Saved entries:
-=-=-

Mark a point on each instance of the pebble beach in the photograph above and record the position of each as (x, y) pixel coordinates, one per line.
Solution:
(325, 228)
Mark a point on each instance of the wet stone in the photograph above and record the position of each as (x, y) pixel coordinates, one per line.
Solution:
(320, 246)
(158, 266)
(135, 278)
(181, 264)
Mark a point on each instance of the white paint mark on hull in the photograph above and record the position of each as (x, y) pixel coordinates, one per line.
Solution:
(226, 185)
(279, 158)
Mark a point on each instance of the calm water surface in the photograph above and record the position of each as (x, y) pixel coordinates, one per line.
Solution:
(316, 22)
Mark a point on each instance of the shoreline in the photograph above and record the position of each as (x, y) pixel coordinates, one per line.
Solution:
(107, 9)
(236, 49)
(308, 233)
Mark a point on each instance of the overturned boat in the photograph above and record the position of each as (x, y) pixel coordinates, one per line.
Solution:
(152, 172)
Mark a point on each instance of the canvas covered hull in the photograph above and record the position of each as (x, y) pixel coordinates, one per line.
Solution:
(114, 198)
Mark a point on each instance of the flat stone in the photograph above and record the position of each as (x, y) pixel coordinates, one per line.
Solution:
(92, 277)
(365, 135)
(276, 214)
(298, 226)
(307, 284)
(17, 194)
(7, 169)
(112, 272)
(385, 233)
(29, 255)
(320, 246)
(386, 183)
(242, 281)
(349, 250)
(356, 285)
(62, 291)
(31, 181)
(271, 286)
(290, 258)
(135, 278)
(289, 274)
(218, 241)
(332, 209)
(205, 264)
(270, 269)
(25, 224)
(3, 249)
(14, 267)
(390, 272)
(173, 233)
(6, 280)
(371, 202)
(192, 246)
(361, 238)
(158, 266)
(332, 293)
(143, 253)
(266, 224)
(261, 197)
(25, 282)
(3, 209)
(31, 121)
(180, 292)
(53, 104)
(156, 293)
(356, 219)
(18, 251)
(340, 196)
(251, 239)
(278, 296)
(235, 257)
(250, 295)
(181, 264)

-=-=-

DESCRIPTION OF THE TASK: Provide the number of lines in the entries that include "position", and no other text.

SOLUTION TO THIS PROBLEM: 8